#### [Short task A]
In the Garth Welch biography, list every dancer the text says Welch partnered while he was with The Australian Ballet, guest artists included.
#### [Short task B]
Reproduce the passage of the Garth Welch biography from "Garth de Burgh Welch (14" to "teacher Phyllis Danaher." word for word.

#### [Supplied text]
::::::::

- Born: Garth de Burgh Welch 14 April 1936 Sherwood, Queensland, Australia
- Died: 2 September 2025 (aged 89)
- Occupation: Dancer
- Years active: 1954–1998
- Spouse: Marilyn Jones
- Career
- Former groups: The Australian Ballet

= Garth Welch =

Australian dancer and choreographer (1936–2025)

Garth de Burgh Welch (14 April 1936 – 2 September 2025) was an Australian dancer and choreographer.

== Early life and training ==
Welch was born in Sherwood, a suburb of Brisbane, Queensland, on 14 April 1936. He was educated at the Anglican Church Grammar School. His first dance teacher, Valma Lock [Hunter], recognized his natural talent and convinced his mother to place him under the guidance of the respected ballet teacher Phyllis Danaher.
== Dancer and choreographer ==
Welch began his career in Call Me Madam for the J. C. Williamson organisation. He came to the attention of Edouard Borovansky and joined the Borovansky Ballet in 1954. Welch achieved within a relatively short time the rank of Principal Dancer with the company. He also danced with Western Theatre Ballet (later Scottish Ballet) and the Grand Ballet du Marquis de Cuevas before returning to Australia at the invitation of Dame Peggy van Praagh as a Principal Dancer with The Australian Ballet in 1962. He remained in the position until he left the company in 1973. While at The Australian Ballet, Welch danced the lead in all the major classical ballets in the company's repertoire and created roles in Sir Robert Helpmann's The Display and Yugen and in John Butler's Threshold. He partnered The Australian Ballet's principal dancers including Marilyn Jones, Kathleen Gorham and Marilyn Rowe, and partnered guest artists including Dame Margot Fonteyn.

In the 1970s he worked with Ballet Victoria both as a choreographer and as associate artistic director. During that time he danced Hilarion and later Albrecht to Natalia Makarova's Giselle in Ballet Victoria's staging of Giselle Act II in 1975. In 1976 he appeared as the Blackamoor in Petrushka for the appearances by Valery Panov and Galina Panov for Ballet Victoria.

Welch was Artistic Director of the West Australian Ballet from 1980 to 1982 and throughout the 1980s and 1990s taught extensively across Australia. In the 1980s Welch also worked with the Sydney Dance Company. In 1984, Graeme Murphy created the role of von Aschenbach in After Venice, and Welch performed this role to singular acclaim in Australia, Europe and New York. With the Sydney Dance Company Welch also performed in Murphy's Late Afternoon of a Faun. In the 1990s Welch returned to musical theatre and appeared in The Game of Love and Chance in 1990, How to Succeed in Business without Really Trying in 1993 and Nijinsky at Twilight in 1998.

::::::::

#### [Material]

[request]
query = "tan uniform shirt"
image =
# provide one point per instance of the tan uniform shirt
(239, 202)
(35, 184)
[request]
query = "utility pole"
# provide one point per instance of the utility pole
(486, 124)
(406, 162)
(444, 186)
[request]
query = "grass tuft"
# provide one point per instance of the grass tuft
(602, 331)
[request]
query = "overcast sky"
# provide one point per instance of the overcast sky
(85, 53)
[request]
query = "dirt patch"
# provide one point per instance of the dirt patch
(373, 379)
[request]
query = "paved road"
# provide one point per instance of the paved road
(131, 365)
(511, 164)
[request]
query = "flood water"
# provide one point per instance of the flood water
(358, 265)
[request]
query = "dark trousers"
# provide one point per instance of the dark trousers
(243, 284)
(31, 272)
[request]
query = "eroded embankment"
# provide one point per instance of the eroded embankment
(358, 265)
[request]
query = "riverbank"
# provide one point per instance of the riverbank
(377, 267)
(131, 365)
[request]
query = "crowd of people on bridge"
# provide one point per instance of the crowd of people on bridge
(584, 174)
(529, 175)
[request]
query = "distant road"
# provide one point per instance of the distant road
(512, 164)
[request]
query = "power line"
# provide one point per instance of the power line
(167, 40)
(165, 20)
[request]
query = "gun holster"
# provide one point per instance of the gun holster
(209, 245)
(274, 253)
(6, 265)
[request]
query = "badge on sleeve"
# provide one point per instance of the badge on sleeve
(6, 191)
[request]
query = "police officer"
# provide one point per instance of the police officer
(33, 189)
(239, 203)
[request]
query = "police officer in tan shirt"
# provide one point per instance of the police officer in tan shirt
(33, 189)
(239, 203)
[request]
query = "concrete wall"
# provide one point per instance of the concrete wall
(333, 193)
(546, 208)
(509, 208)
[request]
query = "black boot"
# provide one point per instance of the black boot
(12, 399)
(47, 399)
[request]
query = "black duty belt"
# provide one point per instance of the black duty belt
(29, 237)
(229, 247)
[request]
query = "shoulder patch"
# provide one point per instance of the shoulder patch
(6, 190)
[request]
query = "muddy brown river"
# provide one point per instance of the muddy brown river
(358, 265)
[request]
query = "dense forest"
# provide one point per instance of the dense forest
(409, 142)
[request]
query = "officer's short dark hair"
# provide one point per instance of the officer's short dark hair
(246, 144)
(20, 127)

::::::::

#### [Exercise response A]
Marilyn Jones, Kathleen Gorham, Marilyn Rowe, Dame Margot Fonteyn

#### [Exercise response B]
Garth de Burgh Welch (14 April 1936 – 2 September 2025) was an Australian dancer and choreographer.

== Early life and training ==
Welch was born in Sherwood, a suburb of Brisbane, Queensland, on 14 April 1936. He was educated at the Anglican Church Grammar School. His first dance teacher, Valma Lock [Hunter], recognized his natural talent and convinced his mother to place him under the guidance of the respected ballet teacher Phyllis Danaher.